EXERCISE DETAILS:
From the line with "positive clicks: (132, 52)" through the line with "box: [333, 136, 401, 172]", inclusive, return each line of the data below exactly and leave the rest out.

MATERIALS PROVIDED:

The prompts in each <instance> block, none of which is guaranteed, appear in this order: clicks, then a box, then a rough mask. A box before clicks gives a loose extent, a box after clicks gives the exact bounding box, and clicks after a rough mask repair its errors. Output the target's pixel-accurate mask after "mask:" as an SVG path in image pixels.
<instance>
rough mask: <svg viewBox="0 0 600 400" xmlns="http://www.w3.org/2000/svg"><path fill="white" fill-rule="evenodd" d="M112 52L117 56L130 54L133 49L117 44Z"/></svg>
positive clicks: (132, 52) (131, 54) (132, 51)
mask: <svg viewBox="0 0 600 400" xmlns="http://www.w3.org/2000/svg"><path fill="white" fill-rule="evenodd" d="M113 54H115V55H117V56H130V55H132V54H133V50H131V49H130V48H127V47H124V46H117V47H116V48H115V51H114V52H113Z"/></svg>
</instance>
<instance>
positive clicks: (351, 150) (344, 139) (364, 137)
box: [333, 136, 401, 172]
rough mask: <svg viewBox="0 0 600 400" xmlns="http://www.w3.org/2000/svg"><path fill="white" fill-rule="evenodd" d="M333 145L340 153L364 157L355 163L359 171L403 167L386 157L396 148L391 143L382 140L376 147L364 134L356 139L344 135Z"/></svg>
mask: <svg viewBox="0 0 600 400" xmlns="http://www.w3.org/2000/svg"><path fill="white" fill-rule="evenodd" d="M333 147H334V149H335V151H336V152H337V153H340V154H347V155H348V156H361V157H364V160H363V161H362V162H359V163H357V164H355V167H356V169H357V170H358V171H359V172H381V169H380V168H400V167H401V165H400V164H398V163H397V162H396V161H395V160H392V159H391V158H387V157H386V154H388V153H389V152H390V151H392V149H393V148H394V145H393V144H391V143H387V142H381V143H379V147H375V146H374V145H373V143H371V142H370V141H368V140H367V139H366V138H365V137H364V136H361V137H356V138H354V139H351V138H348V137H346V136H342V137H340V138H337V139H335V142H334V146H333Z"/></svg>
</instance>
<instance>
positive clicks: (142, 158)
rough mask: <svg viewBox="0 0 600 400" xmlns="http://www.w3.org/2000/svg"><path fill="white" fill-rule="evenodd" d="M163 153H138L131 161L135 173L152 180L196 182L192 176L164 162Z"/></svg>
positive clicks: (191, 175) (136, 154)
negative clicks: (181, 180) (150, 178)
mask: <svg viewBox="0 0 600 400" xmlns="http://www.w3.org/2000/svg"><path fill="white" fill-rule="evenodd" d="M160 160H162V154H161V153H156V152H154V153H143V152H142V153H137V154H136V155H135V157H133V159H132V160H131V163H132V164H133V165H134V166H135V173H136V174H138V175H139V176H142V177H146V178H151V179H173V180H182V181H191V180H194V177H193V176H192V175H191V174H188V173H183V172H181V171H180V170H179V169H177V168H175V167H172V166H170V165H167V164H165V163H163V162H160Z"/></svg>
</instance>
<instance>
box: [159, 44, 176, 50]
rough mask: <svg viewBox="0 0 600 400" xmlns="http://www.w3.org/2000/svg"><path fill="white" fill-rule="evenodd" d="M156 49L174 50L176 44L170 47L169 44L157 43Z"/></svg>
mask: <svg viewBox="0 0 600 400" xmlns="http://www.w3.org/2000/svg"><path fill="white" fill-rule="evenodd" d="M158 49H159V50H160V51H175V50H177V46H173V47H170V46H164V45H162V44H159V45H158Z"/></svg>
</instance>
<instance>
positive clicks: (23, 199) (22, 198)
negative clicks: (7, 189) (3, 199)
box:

SOLUTION FOR THIS TASK:
positive clicks: (132, 52) (131, 54) (132, 51)
mask: <svg viewBox="0 0 600 400" xmlns="http://www.w3.org/2000/svg"><path fill="white" fill-rule="evenodd" d="M113 54H115V55H117V56H130V55H132V54H133V50H131V49H130V48H127V47H124V46H117V47H116V48H115V51H114V52H113Z"/></svg>
</instance>
<instance>
positive clicks: (351, 150) (344, 139) (364, 137)
box: [333, 136, 401, 172]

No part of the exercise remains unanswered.